• _Instructions for the task_
Convert the records below into a numbered list, one item per line, and leave out any blank lines.
================
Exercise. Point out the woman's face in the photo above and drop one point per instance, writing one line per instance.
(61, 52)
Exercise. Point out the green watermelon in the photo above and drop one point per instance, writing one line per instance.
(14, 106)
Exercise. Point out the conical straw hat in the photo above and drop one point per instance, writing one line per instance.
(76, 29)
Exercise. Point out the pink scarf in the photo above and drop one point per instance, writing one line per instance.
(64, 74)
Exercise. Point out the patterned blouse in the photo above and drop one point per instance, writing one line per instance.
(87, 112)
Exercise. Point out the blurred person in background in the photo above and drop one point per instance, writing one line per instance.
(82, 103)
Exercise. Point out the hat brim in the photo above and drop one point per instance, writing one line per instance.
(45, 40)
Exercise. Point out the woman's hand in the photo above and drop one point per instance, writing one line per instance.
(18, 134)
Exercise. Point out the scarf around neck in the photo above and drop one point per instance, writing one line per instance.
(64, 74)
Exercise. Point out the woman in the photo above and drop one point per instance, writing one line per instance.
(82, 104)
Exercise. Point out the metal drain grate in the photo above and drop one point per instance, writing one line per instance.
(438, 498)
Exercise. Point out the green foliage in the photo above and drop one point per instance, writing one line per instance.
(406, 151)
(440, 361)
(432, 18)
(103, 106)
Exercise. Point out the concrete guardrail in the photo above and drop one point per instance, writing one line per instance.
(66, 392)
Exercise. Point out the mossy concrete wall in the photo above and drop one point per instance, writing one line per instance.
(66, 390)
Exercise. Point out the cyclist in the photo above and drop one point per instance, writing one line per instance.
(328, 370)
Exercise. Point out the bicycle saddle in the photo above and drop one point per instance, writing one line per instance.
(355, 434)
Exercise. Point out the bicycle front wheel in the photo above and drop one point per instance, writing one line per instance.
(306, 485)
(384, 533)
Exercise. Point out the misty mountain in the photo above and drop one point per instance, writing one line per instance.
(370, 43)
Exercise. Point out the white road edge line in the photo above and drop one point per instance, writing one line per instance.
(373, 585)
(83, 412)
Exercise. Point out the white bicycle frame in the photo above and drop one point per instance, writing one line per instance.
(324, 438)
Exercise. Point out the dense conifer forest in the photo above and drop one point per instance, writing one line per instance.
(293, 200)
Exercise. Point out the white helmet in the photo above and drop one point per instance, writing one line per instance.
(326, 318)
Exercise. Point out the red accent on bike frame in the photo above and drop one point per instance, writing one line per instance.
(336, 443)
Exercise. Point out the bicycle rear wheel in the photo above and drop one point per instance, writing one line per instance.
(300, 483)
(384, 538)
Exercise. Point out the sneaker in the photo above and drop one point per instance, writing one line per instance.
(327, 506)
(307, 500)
================
• _Correct response_
1. Exercise. Point out the woman's face in the photo above and drop one point per instance, writing one line per instance.
2. (61, 52)
3. Exercise. Point out the green watermelon in the photo above and drop one point per instance, writing one line per instance.
4. (14, 106)
5. Exercise. Point out the conical straw hat in the photo above and drop one point per instance, writing one line per instance.
6. (76, 29)
7. Exercise. Point out the pink scarf in the photo above and drop one point per instance, writing one line per instance.
8. (64, 74)
9. Exercise. Point out the patterned blouse in the photo above and drop one point per instance, writing one line per instance.
10. (87, 112)
11. Exercise. Point out the blurred person in background in the photo above and drop one point per instance, writing one line per instance.
12. (82, 103)
13. Exercise. Point out the hat brim in the photo above and drop one point per instance, writing one line per instance.
14. (45, 40)
15. Exercise. Point out the woman's hand in the photo above and drop one point per instance, writing one line per instance.
16. (18, 134)
17. Exercise. Point out the scarf around neck in the photo above and drop one point per instance, writing one line per instance.
18. (64, 74)
19. Exercise. Point out the woman in the photo above and drop one point per instance, writing one line per instance.
20. (82, 104)
21. Exercise. Point out the metal drain grate in the photo above and drop one point per instance, writing one line per instance.
22. (438, 498)
23. Exercise. Point out the green foliage in the photo above and drop one point per instance, writing one line per instance.
24. (406, 151)
25. (440, 361)
26. (432, 18)
27. (103, 106)
28. Exercise. Point out the concrete guardrail in the photo above and drop one point per instance, writing one line per instance.
29. (66, 392)
30. Exercise. Point out the mossy concrete wall in the photo above and drop one point per instance, writing one line per instance.
31. (66, 390)
32. Exercise. Point out the cyclist in the photo above and drop one point per instance, writing one line per instance.
33. (328, 370)
34. Exercise. Point out the bicycle saddle in the photo above and drop one point per instance, writing one line per instance.
35. (355, 434)
36. Exercise. Point out the bicycle front wheel in the photo above and drop one point per instance, writing one line per instance.
37. (306, 485)
38. (384, 533)
39. Exercise. Point out the misty mountain in the photo above and drop one point per instance, writing one line per instance.
40. (370, 43)
41. Exercise. Point out the white road edge line in the photo above and drop one point per instance, writing one line per instance.
42. (373, 585)
43. (83, 412)
44. Exercise. Point out the white bicycle frame in the photo above and drop one point per instance, writing one line per instance.
45. (324, 438)
46. Exercise. Point out the dense conifer forest in the photo above and drop one point per instance, writing one line per instance.
47. (293, 200)
48. Exercise. Point out the white helmet in the photo above and drop one point per instance, writing one line per instance.
49. (326, 318)
50. Exercise. Point out the red accent on bike frame in the photo above and drop one point per instance, writing one line per instance.
51. (336, 443)
52. Exercise. Point out the bicycle rear wheel in the photo above and drop one point per instance, writing one line per instance.
53. (300, 483)
54. (384, 538)
55. Exercise. Point out the sneaker in the photo above and drop one point per instance, writing one line per instance.
56. (327, 506)
57. (307, 500)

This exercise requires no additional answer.